To be done –
List every line in the rows below that contains the word "bamboo", copying each such line in full.

Excerpted data –
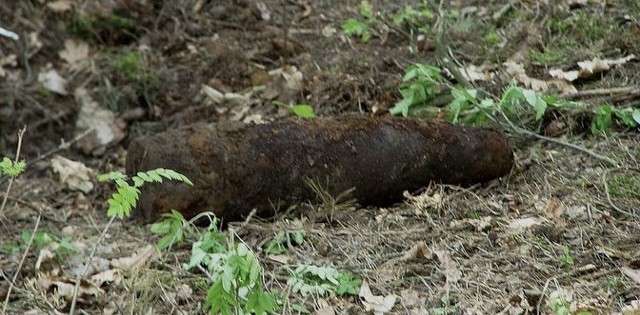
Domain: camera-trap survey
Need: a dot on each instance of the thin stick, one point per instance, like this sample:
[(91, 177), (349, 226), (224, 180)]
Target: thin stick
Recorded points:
[(11, 178), (604, 92), (606, 190), (22, 259), (576, 147)]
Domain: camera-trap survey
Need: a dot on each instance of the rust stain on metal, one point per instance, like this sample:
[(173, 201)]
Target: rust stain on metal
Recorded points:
[(237, 167)]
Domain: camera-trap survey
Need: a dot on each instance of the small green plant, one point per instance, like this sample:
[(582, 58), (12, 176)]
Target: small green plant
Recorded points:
[(414, 17), (321, 281), (280, 243), (173, 229), (357, 27), (560, 302), (420, 84), (236, 276), (11, 168), (491, 39), (301, 110), (61, 247), (126, 196), (330, 204), (550, 55), (605, 114), (129, 79), (565, 258), (448, 306), (95, 29)]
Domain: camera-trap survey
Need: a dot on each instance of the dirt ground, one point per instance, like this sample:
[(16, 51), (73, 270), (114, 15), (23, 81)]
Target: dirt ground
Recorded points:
[(561, 230)]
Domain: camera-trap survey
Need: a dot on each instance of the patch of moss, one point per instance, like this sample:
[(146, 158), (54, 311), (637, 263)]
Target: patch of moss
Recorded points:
[(491, 39), (550, 56), (626, 185), (111, 29)]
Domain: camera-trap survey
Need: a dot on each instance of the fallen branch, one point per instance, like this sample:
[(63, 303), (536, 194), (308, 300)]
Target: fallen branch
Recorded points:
[(239, 167)]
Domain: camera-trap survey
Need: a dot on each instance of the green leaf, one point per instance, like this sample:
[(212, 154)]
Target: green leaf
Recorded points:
[(602, 120), (303, 111), (299, 308), (219, 300), (354, 27), (261, 302), (539, 105), (365, 10), (111, 176)]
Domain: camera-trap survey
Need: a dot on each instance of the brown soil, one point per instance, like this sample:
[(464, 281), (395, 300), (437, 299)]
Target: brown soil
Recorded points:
[(561, 221)]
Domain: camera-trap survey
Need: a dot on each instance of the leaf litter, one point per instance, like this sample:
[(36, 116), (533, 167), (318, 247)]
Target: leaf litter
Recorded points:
[(478, 250)]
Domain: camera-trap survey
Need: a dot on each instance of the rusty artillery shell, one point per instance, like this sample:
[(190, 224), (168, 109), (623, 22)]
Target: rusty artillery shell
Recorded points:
[(238, 167)]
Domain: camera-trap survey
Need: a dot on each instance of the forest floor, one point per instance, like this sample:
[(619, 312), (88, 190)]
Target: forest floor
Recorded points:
[(559, 235)]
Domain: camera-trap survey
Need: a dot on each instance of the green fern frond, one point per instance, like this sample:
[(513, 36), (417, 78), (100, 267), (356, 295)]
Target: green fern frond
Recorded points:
[(111, 176)]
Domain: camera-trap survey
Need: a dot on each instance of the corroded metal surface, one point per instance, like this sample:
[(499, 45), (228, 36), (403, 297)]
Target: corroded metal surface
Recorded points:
[(238, 167)]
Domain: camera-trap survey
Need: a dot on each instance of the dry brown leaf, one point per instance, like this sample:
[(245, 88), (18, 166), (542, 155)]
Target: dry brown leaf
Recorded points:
[(418, 251), (47, 264), (376, 303), (74, 175), (53, 82), (60, 6), (553, 210), (518, 225), (449, 266), (74, 52), (111, 275), (108, 129), (65, 287), (633, 274), (517, 71)]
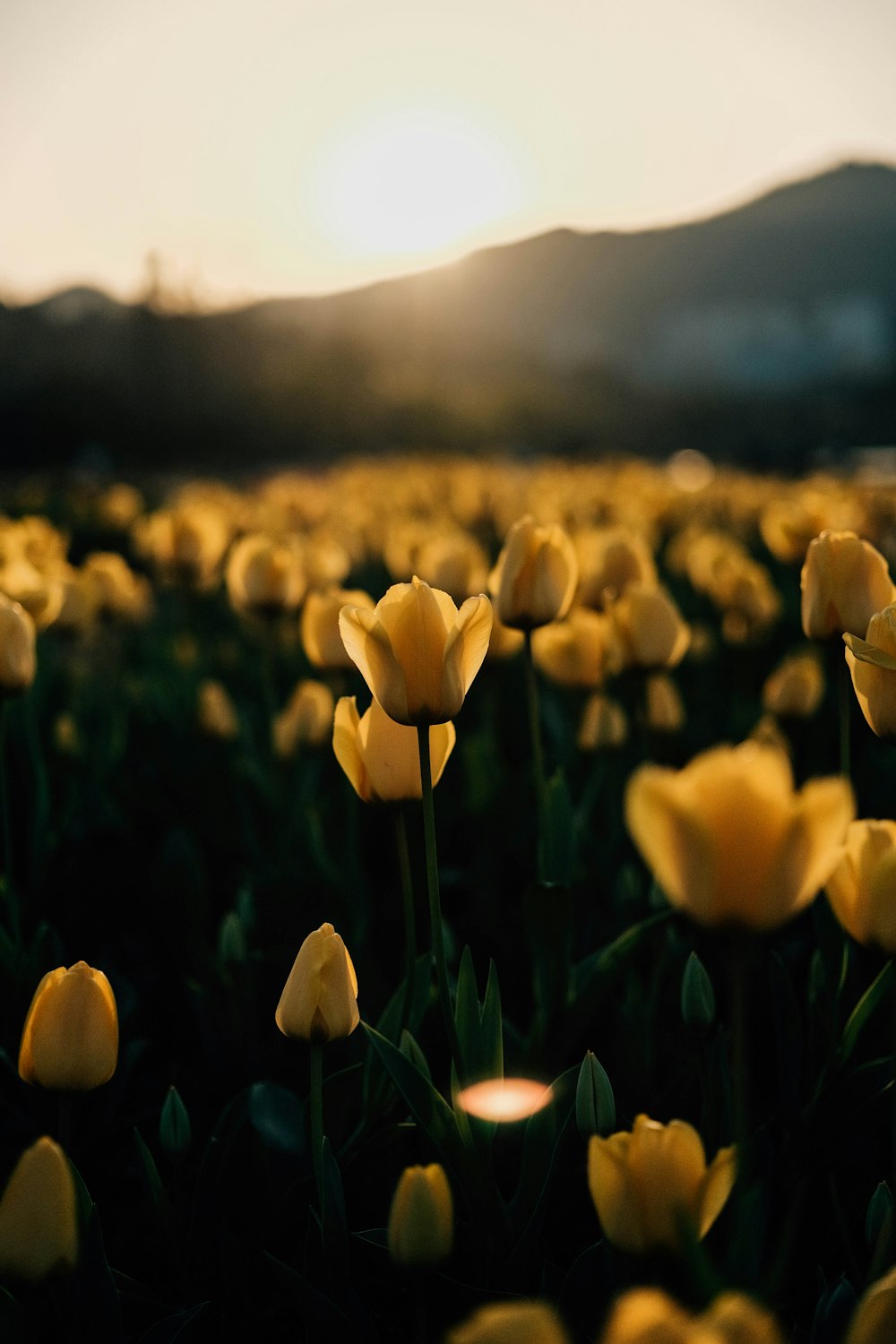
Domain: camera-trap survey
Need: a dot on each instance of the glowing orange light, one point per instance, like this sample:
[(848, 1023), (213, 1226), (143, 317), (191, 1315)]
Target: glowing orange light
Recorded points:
[(505, 1098)]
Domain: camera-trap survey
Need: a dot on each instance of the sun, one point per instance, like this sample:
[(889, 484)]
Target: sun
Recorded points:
[(411, 179)]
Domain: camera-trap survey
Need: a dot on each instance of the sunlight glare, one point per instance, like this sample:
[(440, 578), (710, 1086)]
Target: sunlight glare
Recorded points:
[(411, 179)]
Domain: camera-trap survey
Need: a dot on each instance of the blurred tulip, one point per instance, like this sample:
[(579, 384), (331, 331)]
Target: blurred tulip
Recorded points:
[(18, 653), (265, 574), (872, 666), (796, 687), (319, 625), (842, 583), (70, 1038), (421, 1225), (417, 652), (645, 1182), (511, 1322), (863, 886), (381, 757), (649, 628), (728, 839), (535, 578), (306, 720), (217, 712), (38, 1219), (320, 997)]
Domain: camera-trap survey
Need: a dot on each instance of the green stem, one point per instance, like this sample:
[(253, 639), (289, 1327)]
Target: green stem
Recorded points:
[(435, 905), (317, 1120), (408, 906)]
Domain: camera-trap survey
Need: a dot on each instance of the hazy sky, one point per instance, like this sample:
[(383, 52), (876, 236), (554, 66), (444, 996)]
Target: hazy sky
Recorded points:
[(303, 145)]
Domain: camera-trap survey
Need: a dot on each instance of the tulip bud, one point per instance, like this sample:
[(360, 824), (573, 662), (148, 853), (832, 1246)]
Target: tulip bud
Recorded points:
[(320, 997), (70, 1038), (595, 1107), (38, 1223), (535, 577), (697, 999), (511, 1322), (421, 1226), (18, 658), (174, 1126), (842, 583)]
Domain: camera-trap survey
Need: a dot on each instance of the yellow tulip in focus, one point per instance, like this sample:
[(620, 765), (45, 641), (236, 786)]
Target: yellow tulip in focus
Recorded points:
[(796, 687), (38, 1222), (320, 997), (731, 841), (874, 1317), (381, 757), (645, 1182), (70, 1038), (535, 578), (421, 1226), (18, 656), (417, 650), (511, 1322), (863, 886), (306, 720), (842, 583), (319, 626), (872, 666)]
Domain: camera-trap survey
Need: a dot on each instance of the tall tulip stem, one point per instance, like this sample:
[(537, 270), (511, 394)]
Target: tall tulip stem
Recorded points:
[(408, 906), (317, 1120), (435, 905), (535, 725)]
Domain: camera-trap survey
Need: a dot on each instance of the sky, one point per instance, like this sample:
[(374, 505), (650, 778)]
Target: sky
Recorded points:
[(285, 147)]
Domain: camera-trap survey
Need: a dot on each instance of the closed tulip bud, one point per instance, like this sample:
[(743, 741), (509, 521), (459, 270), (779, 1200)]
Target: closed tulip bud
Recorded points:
[(872, 666), (381, 757), (796, 687), (731, 841), (863, 886), (842, 583), (18, 656), (306, 720), (319, 626), (649, 628), (595, 1107), (874, 1317), (535, 578), (265, 574), (511, 1322), (70, 1038), (217, 712), (421, 1226), (320, 997), (38, 1222), (645, 1183), (417, 650)]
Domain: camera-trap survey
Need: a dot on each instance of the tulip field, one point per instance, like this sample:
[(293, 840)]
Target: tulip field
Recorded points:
[(449, 902)]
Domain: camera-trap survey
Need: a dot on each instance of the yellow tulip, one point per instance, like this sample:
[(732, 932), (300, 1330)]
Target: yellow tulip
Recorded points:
[(511, 1322), (18, 658), (535, 578), (381, 757), (421, 1226), (319, 626), (863, 886), (844, 581), (70, 1038), (320, 997), (872, 666), (417, 652), (646, 1182), (728, 839), (38, 1223)]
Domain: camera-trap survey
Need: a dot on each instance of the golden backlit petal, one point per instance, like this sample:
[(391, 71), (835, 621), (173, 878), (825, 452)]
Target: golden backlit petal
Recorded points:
[(504, 1098)]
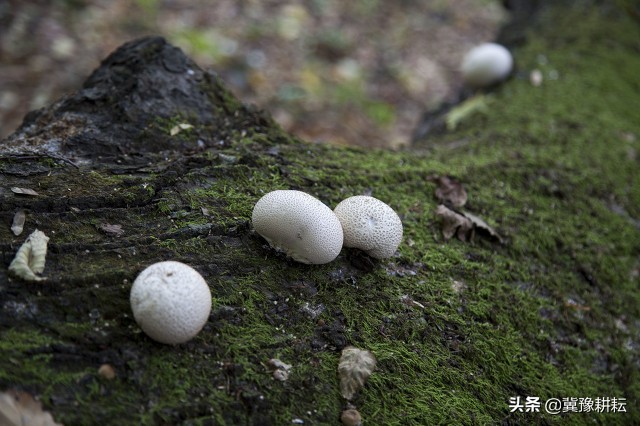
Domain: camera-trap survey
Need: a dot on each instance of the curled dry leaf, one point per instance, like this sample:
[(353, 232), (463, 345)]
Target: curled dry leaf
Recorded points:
[(18, 222), (464, 225), (112, 229), (355, 366), (20, 408), (449, 191), (177, 128), (23, 191), (30, 258)]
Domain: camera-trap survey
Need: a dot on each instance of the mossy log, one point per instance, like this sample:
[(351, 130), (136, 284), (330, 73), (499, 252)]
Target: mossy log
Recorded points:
[(153, 159)]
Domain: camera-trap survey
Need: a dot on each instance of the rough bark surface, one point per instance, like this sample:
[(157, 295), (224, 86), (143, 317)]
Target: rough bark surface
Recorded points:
[(457, 328)]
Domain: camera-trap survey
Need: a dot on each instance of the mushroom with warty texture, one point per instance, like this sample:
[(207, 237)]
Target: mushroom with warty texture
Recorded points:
[(370, 225), (486, 64), (170, 301), (299, 225)]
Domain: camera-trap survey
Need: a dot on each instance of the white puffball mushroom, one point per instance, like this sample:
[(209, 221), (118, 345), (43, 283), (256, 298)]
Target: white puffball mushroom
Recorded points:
[(370, 225), (486, 64), (170, 301), (299, 225)]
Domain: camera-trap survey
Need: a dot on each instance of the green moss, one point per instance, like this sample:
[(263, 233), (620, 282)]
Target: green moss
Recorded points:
[(457, 328)]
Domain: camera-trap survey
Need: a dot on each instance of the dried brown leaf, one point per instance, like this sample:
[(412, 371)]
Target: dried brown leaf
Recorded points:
[(23, 191), (481, 227), (453, 223), (450, 191), (464, 225), (19, 409)]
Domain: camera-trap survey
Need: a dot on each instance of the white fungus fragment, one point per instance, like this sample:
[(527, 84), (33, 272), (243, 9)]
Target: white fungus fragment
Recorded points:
[(355, 366), (171, 302), (370, 225), (31, 256), (299, 225), (18, 222)]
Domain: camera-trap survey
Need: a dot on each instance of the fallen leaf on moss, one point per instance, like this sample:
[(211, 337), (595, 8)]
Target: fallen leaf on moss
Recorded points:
[(18, 222), (453, 223), (449, 191), (20, 408), (464, 225)]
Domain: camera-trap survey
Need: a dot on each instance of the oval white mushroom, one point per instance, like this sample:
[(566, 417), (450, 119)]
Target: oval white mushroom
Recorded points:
[(370, 225), (486, 64), (299, 225), (170, 301)]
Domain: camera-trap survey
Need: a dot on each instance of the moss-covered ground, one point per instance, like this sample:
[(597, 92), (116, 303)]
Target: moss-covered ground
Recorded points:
[(458, 328)]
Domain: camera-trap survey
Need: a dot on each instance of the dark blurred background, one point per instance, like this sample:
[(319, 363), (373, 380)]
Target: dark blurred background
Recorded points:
[(350, 72)]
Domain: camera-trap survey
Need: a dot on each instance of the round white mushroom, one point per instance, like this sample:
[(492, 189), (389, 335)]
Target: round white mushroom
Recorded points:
[(486, 64), (370, 225), (299, 225), (170, 301)]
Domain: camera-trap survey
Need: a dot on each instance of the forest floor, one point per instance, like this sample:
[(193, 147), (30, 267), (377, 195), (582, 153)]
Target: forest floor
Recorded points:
[(360, 72)]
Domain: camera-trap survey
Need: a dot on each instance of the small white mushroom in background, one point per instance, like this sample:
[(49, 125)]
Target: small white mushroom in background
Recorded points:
[(370, 225), (281, 369), (351, 417), (299, 225), (486, 64), (31, 257), (170, 301)]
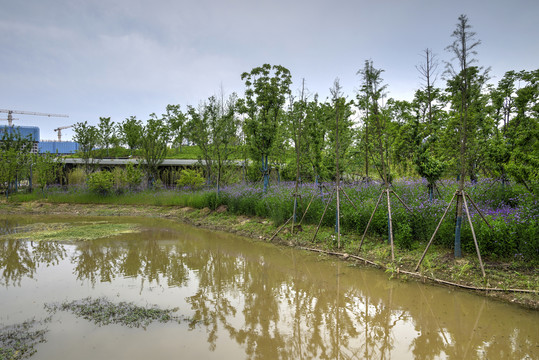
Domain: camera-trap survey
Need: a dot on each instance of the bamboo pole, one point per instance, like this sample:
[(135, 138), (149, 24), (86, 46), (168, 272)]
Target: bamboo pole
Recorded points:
[(369, 223), (473, 234), (338, 217), (435, 231), (479, 211), (281, 228), (350, 200), (308, 206), (323, 214), (419, 275), (390, 225), (402, 202)]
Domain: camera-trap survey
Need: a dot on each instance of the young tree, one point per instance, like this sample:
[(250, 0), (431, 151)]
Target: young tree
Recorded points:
[(15, 152), (460, 83), (130, 132), (316, 128), (213, 128), (177, 124), (371, 93), (339, 131), (46, 167), (87, 137), (154, 146), (107, 133), (267, 89), (522, 132)]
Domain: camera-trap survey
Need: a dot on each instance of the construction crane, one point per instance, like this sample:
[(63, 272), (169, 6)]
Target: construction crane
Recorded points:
[(9, 119), (10, 112), (60, 131)]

Solution –
Need: a dot on each instance of the bamboo pole, one point per instance, like this sample:
Target: bamboo pole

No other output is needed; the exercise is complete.